▶ _TO DO_:
Pictures should be left out when the listing below is repeated word for word.

▶ _THE INPUT_:

- Opening Delimiter -

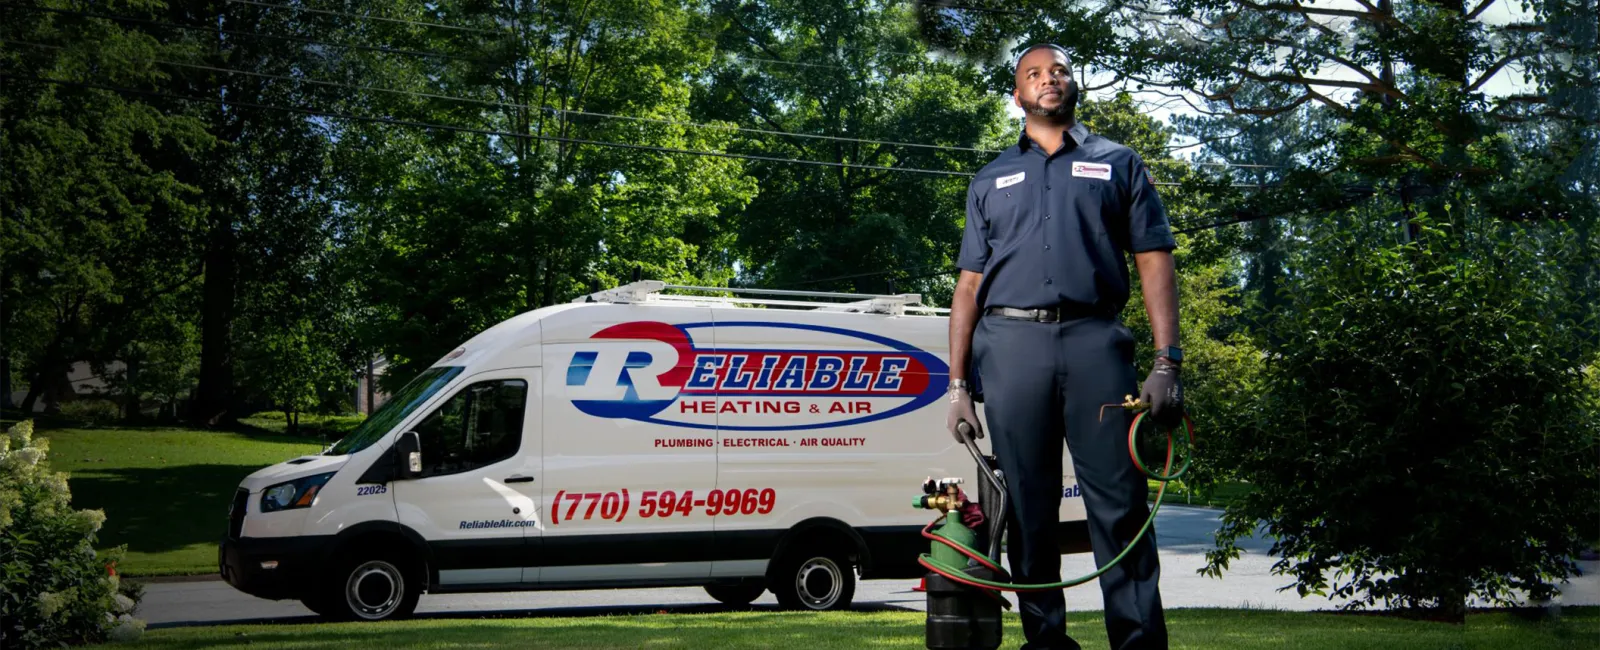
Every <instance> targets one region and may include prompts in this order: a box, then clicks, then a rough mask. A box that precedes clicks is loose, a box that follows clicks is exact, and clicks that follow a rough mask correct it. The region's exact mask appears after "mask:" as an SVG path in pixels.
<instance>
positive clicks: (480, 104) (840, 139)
mask: <svg viewBox="0 0 1600 650" xmlns="http://www.w3.org/2000/svg"><path fill="white" fill-rule="evenodd" d="M0 43H14V45H27V46H35V48H48V50H59V46H56V45H43V43H30V42H21V40H10V38H0ZM154 61H155V62H158V64H163V66H173V67H187V69H195V70H208V72H221V74H238V75H248V77H258V78H272V80H282V82H291V83H312V85H322V86H330V88H346V90H362V91H376V93H392V94H400V96H411V98H424V99H442V101H456V102H467V104H480V106H496V107H510V109H528V110H546V112H554V114H570V115H586V117H600V118H613V120H629V122H646V123H661V125H675V126H694V128H718V130H728V131H741V133H758V134H771V136H786V138H806V139H824V141H838V142H859V144H882V146H896V147H917V149H936V150H958V152H978V154H998V150H995V149H978V147H962V146H950V144H922V142H898V141H885V139H869V138H846V136H827V134H818V133H795V131H779V130H766V128H750V126H734V125H712V123H702V122H685V120H667V118H659V117H638V115H618V114H606V112H595V110H573V109H555V107H536V106H530V104H517V102H504V101H493V99H474V98H458V96H451V94H437V93H422V91H410V90H398V88H386V86H370V85H360V83H344V82H328V80H320V78H310V77H291V75H278V74H269V72H254V70H240V69H232V67H218V66H203V64H192V62H182V61H168V59H154ZM1158 184H1162V183H1158ZM1166 184H1168V186H1176V183H1166Z"/></svg>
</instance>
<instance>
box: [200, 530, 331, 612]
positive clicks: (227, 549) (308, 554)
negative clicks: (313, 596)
mask: <svg viewBox="0 0 1600 650" xmlns="http://www.w3.org/2000/svg"><path fill="white" fill-rule="evenodd" d="M320 543H322V540H317V538H301V536H294V538H238V540H229V538H222V544H219V548H218V568H219V570H221V572H222V580H224V581H227V584H232V586H234V589H238V591H243V592H246V594H250V596H254V597H261V599H270V600H283V599H301V597H304V596H306V594H309V592H310V591H312V588H314V586H315V578H317V564H320V556H318V552H317V551H318V549H320V548H322V544H320Z"/></svg>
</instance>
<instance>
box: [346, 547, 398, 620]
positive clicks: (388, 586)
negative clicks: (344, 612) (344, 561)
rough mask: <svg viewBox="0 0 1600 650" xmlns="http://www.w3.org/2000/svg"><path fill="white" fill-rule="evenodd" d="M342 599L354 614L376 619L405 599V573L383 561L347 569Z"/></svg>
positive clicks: (366, 619) (385, 614)
mask: <svg viewBox="0 0 1600 650" xmlns="http://www.w3.org/2000/svg"><path fill="white" fill-rule="evenodd" d="M344 599H346V602H349V605H350V612H354V613H355V615H357V616H360V618H365V620H370V621H376V620H381V618H387V616H389V615H392V613H395V610H398V608H400V600H403V599H405V576H402V575H400V568H397V567H395V565H392V564H389V562H384V560H370V562H365V564H362V565H358V567H355V570H354V572H350V580H347V581H346V583H344Z"/></svg>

- Closing Delimiter -

▶ _TASK RESPONSE_:
Every <instance> targets one region and may include prompts in this order: a box, then clicks, then a rough mask. A box that precedes clicks is loose, a box that follows clicks is exact, and clicks that follow a rough mask correct it. The region's exact mask appears after "mask:" as an SVG path in pixels.
<instance>
positive clicks: (480, 104) (840, 139)
mask: <svg viewBox="0 0 1600 650" xmlns="http://www.w3.org/2000/svg"><path fill="white" fill-rule="evenodd" d="M0 43H14V45H27V46H35V48H48V50H59V46H56V45H43V43H30V42H21V40H10V38H0ZM154 61H155V62H158V64H163V66H173V67H187V69H195V70H208V72H221V74H238V75H248V77H258V78H272V80H282V82H291V83H312V85H322V86H330V88H346V90H362V91H376V93H392V94H400V96H411V98H424V99H442V101H456V102H467V104H480V106H496V107H510V109H528V110H546V112H554V114H570V115H586V117H600V118H613V120H629V122H646V123H661V125H675V126H694V128H718V130H728V131H741V133H758V134H771V136H786V138H806V139H824V141H838V142H859V144H882V146H896V147H917V149H936V150H958V152H978V154H998V150H995V149H978V147H962V146H950V144H922V142H898V141H885V139H869V138H846V136H827V134H818V133H795V131H779V130H766V128H750V126H734V125H712V123H702V122H685V120H667V118H659V117H638V115H618V114H606V112H595V110H573V109H555V107H536V106H530V104H517V102H504V101H493V99H474V98H458V96H451V94H437V93H422V91H410V90H398V88H386V86H370V85H360V83H344V82H328V80H320V78H310V77H291V75H278V74H269V72H254V70H240V69H232V67H218V66H203V64H192V62H182V61H168V59H154ZM1158 184H1162V183H1158ZM1166 184H1168V186H1176V183H1166Z"/></svg>
</instance>
<instance>
box: [200, 530, 331, 612]
positive clicks: (227, 549) (308, 554)
negative clicks: (313, 596)
mask: <svg viewBox="0 0 1600 650" xmlns="http://www.w3.org/2000/svg"><path fill="white" fill-rule="evenodd" d="M320 543H322V540H317V538H301V536H294V538H238V540H229V538H222V544H219V548H218V568H219V570H221V572H222V580H224V581H227V584H232V586H234V589H238V591H243V592H246V594H250V596H254V597H261V599H270V600H283V599H301V597H304V596H306V594H309V592H310V591H312V588H314V586H315V578H317V564H320V556H318V552H317V551H318V549H320V548H322V544H320Z"/></svg>
</instance>
<instance>
box: [346, 547, 398, 620]
positive clicks: (388, 586)
negative clicks: (344, 612) (344, 561)
rough mask: <svg viewBox="0 0 1600 650" xmlns="http://www.w3.org/2000/svg"><path fill="white" fill-rule="evenodd" d="M342 599L354 614L376 619L405 599V573L383 561L347 569Z"/></svg>
positive clicks: (366, 619) (385, 614)
mask: <svg viewBox="0 0 1600 650" xmlns="http://www.w3.org/2000/svg"><path fill="white" fill-rule="evenodd" d="M344 599H346V602H349V605H350V612H354V613H355V615H357V616H360V618H365V620H370V621H376V620H381V618H387V616H389V615H392V613H395V610H398V608H400V600H403V599H405V576H402V575H400V568H397V567H395V565H392V564H389V562H384V560H370V562H365V564H362V565H358V567H355V570H354V572H350V580H347V581H346V583H344Z"/></svg>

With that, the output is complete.